QUOTED TEXT:
Onkyo 875 vs Denon 3808 
+ 140W all channels driven (fairly accurate according to Sound and Vision)
+ THX Ultra2 certified
+ Silicon Optix Reon-HQV upscaling
+ Nicer layout on back panel
+ Vector Linear Shaping Circuitry (I assume on all channels)
- No network support
- No USB
- Heat output

I think I'm leaning towards the Onkyo but am sure about quality issues. Onkyo was first to market with HDMI 1.3 last year, way ahead of Denon. I'm wondering if there was any "haste makes waste" going on at Onkyo and maybe Denon waited longer to test things more thoroughly. Or maybe Onkyo has done some smart engineering and project management to get things to market quicker. 

I really like the fact that the Onkyo is THX Ultra2 certified. Typically I've only seen Ultra2 certification on super high end receivers. I almost thought Lucas's THX dropped in standards when I saw the initial price back in June.

I'd like to see what they have in store for this year. Maybe they will network enable the 875 line, make a better GUI, include a fan in their cases, or other improvements. I don't know what other new technology there is to support.

Other than the network and USB connectivity the Onkyo 875 seems more on par with the Denon 4308ci and beats that in a few places too. I know the 905 is what's usually compared with the 4308 but I think would be more like a 4808 if it existed.

So I guess I have a few questions I still have unanswered.

-Does anyone know if the quality of Dolby True HD or DTS Master HD differs from either receiver?

-Does anyone know if THX labs tests for quality overall (does THX Ultra2 mean this unit is top notch all around)? Or is it just audio and video tests they do?

-I can't A/B them so has anyone, and what did you think?

- Is Vector Linear Shaping Circuitry (VLSC) the same as or same quality as AL24+ processing?

-Do the Onkyo TX-SR805 have the same sound quality as the 3808?

Any other opinions welcome of course so long as their not biased. I am a Denon fan and think they have great receivers but Onkyo has some excellent choices this year.


----------



## Sonnie (Apr 11, 2006)

I believe this will come down to features. I am doubting there will be any sound quality difference with these receivers, although that might depend on you speakers. 

If I am not mistaken the Onkyo does have a better power supply, therefore the rated power may be more accurate, which may affect sound quality at higher volumes.


----------



## MatrixDweller (Jul 24, 2007)

I did quite a bit of searching and found the VLSC is pretty much the same as AL24 processing. They both work on the digital PCM signal to make it a smoother analog signal when converted by the DAC. The TX-SR875 does this on all channels where as the 3808ci does it only on the FR/FL. I didn't like that on the 2808ci and found that it made the center channel seem bright.

Unless something else happens to change my mind I'm 99% in favor of the 875. I'll just have to come up with an aesthetically pleasing way to stick some fans on it.


----------



## tonyvdb (Sep 5, 2007)

On the 805 I placed a 120mm clear fan on the back right corner as that seems to be the warm spot and it seems to do the trick without the noise as it has a three position speed sw on the cable and I leave it at medium. 
The power supply is the big difference and adds almost 10lbs to the overall weight of it compared to the equivalent Denon. That alone is a big plus because ultimately the output level of the amp is limited to what the power supply can deliver.

OBJECTIVE: Repeat word for word the part of the receiver thread between "Onkyo 875 vs" and "on all channels)", inclusive. The records that follow are drawn from a different source.

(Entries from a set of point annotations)
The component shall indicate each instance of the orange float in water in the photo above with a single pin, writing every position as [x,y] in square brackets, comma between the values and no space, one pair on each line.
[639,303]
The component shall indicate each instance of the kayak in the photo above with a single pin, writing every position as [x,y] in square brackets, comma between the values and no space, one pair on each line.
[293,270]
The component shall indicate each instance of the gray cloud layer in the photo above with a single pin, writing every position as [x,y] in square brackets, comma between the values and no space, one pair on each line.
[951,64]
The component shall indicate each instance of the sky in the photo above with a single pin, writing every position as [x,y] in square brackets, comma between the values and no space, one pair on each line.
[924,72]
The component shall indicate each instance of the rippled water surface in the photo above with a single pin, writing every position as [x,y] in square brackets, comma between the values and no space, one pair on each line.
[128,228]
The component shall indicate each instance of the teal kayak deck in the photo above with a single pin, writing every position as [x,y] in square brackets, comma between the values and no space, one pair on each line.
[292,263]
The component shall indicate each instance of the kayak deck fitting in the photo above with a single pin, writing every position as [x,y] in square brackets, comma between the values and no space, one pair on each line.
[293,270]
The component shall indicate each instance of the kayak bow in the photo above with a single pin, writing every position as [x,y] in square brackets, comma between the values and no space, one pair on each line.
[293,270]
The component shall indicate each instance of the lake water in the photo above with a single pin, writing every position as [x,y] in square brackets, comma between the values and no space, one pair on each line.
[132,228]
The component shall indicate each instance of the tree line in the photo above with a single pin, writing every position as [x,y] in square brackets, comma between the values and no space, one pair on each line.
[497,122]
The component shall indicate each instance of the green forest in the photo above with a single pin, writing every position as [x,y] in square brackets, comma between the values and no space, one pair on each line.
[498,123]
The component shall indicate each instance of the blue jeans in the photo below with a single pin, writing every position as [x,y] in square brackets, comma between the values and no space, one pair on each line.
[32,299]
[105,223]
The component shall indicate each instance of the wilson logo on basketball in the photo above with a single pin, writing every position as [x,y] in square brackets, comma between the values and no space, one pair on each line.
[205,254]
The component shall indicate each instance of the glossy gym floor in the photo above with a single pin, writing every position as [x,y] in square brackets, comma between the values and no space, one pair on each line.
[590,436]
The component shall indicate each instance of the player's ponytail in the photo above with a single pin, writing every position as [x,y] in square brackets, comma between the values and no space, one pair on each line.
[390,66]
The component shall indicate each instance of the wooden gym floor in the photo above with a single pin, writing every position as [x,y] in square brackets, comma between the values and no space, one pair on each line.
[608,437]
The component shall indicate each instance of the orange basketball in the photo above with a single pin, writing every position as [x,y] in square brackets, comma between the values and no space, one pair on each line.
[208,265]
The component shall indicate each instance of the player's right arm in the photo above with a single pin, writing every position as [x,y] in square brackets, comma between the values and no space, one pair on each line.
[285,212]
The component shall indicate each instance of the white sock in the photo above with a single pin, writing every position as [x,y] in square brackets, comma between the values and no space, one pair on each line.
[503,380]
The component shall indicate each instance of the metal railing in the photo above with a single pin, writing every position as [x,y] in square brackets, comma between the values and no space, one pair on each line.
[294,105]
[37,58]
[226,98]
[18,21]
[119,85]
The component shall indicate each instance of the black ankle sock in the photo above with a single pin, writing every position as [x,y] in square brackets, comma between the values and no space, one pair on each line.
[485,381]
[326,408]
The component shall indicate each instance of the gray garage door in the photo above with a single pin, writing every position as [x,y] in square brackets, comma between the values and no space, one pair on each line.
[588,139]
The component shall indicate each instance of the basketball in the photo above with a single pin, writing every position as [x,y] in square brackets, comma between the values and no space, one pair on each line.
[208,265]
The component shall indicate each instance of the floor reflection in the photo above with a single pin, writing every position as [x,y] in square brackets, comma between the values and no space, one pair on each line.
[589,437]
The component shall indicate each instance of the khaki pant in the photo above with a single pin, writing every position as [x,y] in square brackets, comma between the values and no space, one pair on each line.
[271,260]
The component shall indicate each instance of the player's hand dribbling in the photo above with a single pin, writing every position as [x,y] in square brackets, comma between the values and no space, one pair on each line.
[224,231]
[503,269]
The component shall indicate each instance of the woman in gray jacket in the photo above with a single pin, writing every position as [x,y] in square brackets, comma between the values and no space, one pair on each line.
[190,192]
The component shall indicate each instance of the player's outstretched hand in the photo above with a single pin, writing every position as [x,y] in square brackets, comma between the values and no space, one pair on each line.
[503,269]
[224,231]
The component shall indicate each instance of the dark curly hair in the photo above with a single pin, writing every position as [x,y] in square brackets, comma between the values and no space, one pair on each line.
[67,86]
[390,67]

RESULT OF THE EXERCISE:
Onkyo 875 vs Denon 3808 
+ 140W all channels driven (fairly accurate according to Sound and Vision)
+ THX Ultra2 certified
+ Silicon Optix Reon-HQV upscaling
+ Nicer layout on back panel
+ Vector Linear Shaping Circuitry (I assume on all channels)